### SUPPLIED RECORDS
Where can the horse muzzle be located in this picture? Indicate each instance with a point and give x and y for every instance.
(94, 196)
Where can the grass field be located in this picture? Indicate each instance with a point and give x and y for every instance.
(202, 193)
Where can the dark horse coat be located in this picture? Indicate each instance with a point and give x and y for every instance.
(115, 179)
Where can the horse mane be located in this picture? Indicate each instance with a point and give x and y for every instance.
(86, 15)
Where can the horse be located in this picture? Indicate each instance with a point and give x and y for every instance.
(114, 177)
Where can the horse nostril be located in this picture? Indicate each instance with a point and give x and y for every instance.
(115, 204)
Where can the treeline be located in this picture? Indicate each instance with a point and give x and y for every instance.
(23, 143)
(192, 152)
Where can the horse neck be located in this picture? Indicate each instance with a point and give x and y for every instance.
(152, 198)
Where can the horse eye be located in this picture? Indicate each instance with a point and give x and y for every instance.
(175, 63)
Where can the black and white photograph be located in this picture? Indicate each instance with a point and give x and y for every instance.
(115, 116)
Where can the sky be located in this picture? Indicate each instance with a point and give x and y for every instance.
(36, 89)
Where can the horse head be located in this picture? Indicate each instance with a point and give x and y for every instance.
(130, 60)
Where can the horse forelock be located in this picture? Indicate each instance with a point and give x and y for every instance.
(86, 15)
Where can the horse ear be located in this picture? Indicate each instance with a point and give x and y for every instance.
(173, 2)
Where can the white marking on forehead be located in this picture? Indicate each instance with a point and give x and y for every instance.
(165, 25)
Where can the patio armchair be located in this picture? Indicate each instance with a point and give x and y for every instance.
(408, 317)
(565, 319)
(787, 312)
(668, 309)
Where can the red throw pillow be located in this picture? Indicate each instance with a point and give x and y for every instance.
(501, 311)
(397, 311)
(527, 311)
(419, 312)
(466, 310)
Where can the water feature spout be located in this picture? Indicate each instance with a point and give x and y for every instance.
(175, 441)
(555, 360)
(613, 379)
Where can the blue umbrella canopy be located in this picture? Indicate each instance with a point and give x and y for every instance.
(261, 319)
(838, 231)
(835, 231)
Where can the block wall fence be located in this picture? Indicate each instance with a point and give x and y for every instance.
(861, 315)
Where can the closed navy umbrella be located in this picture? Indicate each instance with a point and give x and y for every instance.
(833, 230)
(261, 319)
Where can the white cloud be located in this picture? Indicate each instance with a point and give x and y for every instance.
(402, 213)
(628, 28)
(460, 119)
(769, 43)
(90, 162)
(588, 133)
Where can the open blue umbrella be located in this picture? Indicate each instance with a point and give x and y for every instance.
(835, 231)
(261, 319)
######
#### YOUR INSTRUCTIONS:
Copy everything from the line containing "Where can the open" down to the end of the items, substituting "navy" for "blue" and leaving the rest unchanged.

#### SOLUTION:
Where can the open navy umbrella be located in this picture? Indicate each instance with a point and give x and y for every instance.
(835, 231)
(261, 319)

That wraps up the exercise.